**WHAT YOU ARE ASKED TO DO:**
Copy every one of the lines below word for word, and leave the pictures out of your answer.

== SUPPLIED INFORMATION

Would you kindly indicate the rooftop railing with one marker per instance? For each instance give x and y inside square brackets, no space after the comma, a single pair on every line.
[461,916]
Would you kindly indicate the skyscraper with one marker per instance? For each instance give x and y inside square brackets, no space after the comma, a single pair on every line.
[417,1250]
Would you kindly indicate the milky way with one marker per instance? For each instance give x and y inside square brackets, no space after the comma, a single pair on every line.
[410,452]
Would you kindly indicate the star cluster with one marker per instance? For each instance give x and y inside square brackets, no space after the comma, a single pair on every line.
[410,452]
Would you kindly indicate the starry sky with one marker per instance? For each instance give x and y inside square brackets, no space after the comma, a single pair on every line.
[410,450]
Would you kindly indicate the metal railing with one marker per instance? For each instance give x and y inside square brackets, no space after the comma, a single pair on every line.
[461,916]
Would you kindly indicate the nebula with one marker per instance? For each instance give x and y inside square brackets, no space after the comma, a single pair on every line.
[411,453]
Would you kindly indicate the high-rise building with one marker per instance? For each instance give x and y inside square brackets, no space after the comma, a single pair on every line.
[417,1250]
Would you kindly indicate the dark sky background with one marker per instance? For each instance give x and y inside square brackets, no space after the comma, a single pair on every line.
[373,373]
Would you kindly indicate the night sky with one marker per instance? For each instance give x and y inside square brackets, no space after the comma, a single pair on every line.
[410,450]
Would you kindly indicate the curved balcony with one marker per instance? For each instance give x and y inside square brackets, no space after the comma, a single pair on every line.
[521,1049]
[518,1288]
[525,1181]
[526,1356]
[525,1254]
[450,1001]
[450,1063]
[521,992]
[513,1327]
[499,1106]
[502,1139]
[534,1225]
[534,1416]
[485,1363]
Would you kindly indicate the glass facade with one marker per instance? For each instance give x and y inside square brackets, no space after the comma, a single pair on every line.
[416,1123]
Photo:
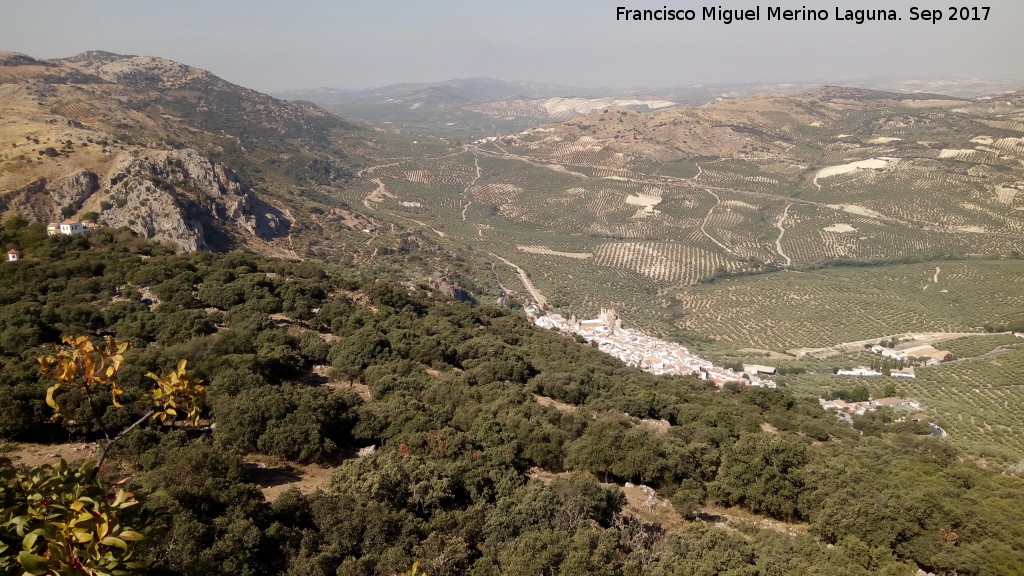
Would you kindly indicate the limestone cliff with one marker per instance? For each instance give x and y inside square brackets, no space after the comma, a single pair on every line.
[181,197]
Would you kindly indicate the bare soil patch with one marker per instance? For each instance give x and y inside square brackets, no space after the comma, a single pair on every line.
[275,477]
[643,504]
[35,454]
[552,403]
[723,517]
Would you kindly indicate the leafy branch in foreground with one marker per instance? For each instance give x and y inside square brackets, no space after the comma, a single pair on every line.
[55,520]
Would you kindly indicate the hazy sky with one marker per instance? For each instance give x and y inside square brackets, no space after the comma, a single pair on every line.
[353,44]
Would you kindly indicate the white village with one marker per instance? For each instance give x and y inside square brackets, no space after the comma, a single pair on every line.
[649,354]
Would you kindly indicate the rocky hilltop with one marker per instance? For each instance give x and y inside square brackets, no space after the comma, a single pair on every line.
[169,151]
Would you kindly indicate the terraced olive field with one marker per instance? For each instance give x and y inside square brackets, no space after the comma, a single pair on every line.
[632,210]
[637,211]
[976,401]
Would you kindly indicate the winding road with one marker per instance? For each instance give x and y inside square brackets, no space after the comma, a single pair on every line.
[781,233]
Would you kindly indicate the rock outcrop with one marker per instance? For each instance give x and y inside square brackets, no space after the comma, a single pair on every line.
[71,191]
[184,198]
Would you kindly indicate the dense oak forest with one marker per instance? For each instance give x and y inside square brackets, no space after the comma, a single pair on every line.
[454,483]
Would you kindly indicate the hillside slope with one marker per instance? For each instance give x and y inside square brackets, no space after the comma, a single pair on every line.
[170,151]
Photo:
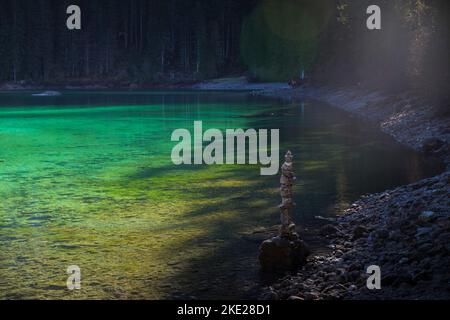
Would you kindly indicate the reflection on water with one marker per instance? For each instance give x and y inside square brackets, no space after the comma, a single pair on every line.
[86,179]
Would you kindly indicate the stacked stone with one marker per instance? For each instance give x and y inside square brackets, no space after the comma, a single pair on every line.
[285,251]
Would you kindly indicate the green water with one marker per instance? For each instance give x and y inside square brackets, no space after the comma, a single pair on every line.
[86,179]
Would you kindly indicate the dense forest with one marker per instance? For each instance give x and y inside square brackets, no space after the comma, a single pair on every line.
[143,40]
[185,40]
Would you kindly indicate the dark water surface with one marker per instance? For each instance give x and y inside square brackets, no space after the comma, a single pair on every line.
[86,179]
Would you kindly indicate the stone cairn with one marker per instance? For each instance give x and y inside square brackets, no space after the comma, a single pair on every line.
[287,179]
[286,251]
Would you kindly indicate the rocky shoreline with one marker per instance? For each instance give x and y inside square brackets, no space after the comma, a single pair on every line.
[404,231]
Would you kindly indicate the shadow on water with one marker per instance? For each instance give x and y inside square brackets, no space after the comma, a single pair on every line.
[156,230]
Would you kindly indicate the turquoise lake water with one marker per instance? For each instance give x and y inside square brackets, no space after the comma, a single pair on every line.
[86,179]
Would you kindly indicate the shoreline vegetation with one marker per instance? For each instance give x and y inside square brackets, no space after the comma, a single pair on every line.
[405,230]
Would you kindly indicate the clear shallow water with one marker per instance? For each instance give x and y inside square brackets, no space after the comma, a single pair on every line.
[86,179]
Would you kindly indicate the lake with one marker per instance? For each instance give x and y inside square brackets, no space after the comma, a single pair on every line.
[86,179]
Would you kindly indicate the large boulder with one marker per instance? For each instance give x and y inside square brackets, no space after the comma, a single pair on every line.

====

**IN RESPONSE:**
Would you kindly indicate the rooftop railing with one marker per instance? For each instance give x and y inside square brackets, no space after the comma, a single pair on every line.
[461,916]
Would you kindly indicate the skyscraper with one marker per instance? For each instance give x and y inside square brackets, no space after the comma, a single pair on every line.
[417,1250]
Would you kindly indicate the milky way with one marker per instance? For each instance give x and y inside square brackets, no space after the comma, a single pair on every line.
[410,452]
Would you kindly indicate the star cluster with one marker per instance? For each instance give x and y inside square brackets, no space after the comma, a single pair on every line.
[410,452]
Would you kindly indicate the starry sky with one marker per instance? For each instance give x and y inside square brackets, no space after the comma, a single pair on every line.
[410,450]
Would you kindly indicate the metal railing with one marker per instance? For each instance give x and y inside square brackets, no space after the comma, a single pair on every line.
[461,916]
Would you kindly indicate the nebula with one marker per instance? For each instance give x and y inside square brackets, no space after the comma, a single pair on every line.
[411,453]
Would you kindly indicate the high-rise building with one marker per instance? For each instance give x and y inside square brackets, no space after the comma, a single pair on every line.
[417,1250]
Would you kindly indicate the dark sky background with one marker per instance? For each instance give x and y inside square brackets, no space after the comma, a single pair on every line.
[373,373]
Would you kindly indicate the night sky with one marker per instance? For each instance give x and y inside square brackets, no space after the comma, a single pair on every line.
[410,450]
Would you kindly indicate the curved balcony with one marker per instance? For each instance give x and y inside square brackets, no space after the comma, a single pair on every line.
[521,1049]
[518,1288]
[525,1181]
[526,1356]
[525,1254]
[450,1001]
[450,1063]
[521,992]
[513,1327]
[499,1106]
[502,1139]
[534,1225]
[534,1416]
[485,1363]
Would you kindly indicate the glass facade with one marker per instance? For each instance give x and y inside square brackets, no space after the comma, a single pair on every line.
[416,1123]
Photo:
Would you kindly indicate the limestone cliff with one marker per instance? For each instance give x and y inside square brackets, no space after the comma, a single pair on every line.
[181,197]
Would you kindly indicate the bare soil patch with one marker per instance? For each instance give x and y inside square brackets, no space after the comma, a single pair on every line.
[275,477]
[643,504]
[35,454]
[552,403]
[723,517]
Would you kindly indicate the leafy branch in foreground with one marker per instance? For each instance give x and y inside square brackets, no space after the comma, a single pair on every line.
[55,520]
Would you kindly indicate the hazy sky with one marker per instance? For each instance give x and y inside square brackets, no space after the comma, a single pair on every line.
[353,44]
Would you kindly indicate the white village with one marker per instance? For each instance give x and y inside square brackets, no space after the comma, a single pair on every line.
[649,354]
Would you kindly indicate the rocky hilltop with one marker per instance? For each instance give x and y inside square brackets, no space after the comma, a single pair on every line.
[169,151]
Would you kindly indicate the terraced olive field with one marker per instance? For each instance give x and y inside square brackets, no space after the comma, a single pair on every line.
[632,210]
[637,211]
[976,401]
Would you kindly indicate the winding road with one marker per instance? For each instance give x and y inside square brackets, no space after the comma, a single pair on every line.
[781,233]
Would you kindly indicate the rock outcrop with one marker per instance? For each instance give x and y inside square brackets, no space after the comma, a single pair on every line.
[71,191]
[184,198]
Would you kindly indicate the dense oak forest with one marker per instance? For each instance give x and y inside square brackets, no space after the comma, a single pair on every line.
[454,483]
Would you kindly indicate the hillside slope with one marker per instance? For each instance give x and y inside square brackets, no space after the comma, a single pair on every line.
[170,151]
Photo:
Would you kindly indicate the reflection on water with one marker per instance? For each instance give x and y inside square brackets, no space after the comma, a single pair on every line.
[86,179]
Would you kindly indicate the stacked stone with one marker per instance? For each instance give x and y inside square brackets, no space after the comma, a single pair on every line.
[285,251]
Would you kindly indicate the green water with one marker per instance? For each instance give x and y inside square brackets, no space after the comma, a single pair on every line.
[86,179]
Would you kindly indicate the dense forest with one marker per instance? For each instance give x and y inside square brackets, no space after the comma, a single pair on every line.
[143,40]
[185,40]
Would you kindly indicate the dark water surface with one marker per instance? For each instance give x and y inside square brackets, no space after the comma, a single pair on every line.
[86,179]
Would you kindly indicate the stone cairn with one marker per instance? For each instance give x and y inside square brackets, no space after the comma, a single pair on every line.
[287,179]
[286,251]
Would you kindly indicate the rocky shoreline with one marker per instance? For each instance give x and y inside square brackets, no space after the comma, a single pair on every line.
[404,231]
Would you kindly indicate the shadow on water with one marker per instance? For each instance give x and y inside square brackets, no space after the comma, a single pair on every line.
[156,230]
Would you kindly indicate the turquoise lake water with one marker per instance? For each instance give x and y inside square brackets, no space after the comma, a single pair on every line.
[86,179]
Would you kindly indicate the shoreline vegetation with one marker per instance? For each instance give x and y inside square brackets, no space after the comma, a single pair on every line.
[405,230]
Would you kindly indicate the clear shallow water with one marker per instance? For each instance give x and y inside square brackets, no space after the comma, a single pair on every line.
[86,179]
Would you kindly indicate the lake with one marker per instance? For each instance give x and y inside square brackets, no space after the comma, a single pair on every line.
[86,179]
Would you kindly indicate the large boulder with one marker per instance? For each instance give x and y inside square brackets, no space after the comma, a single pair on every line.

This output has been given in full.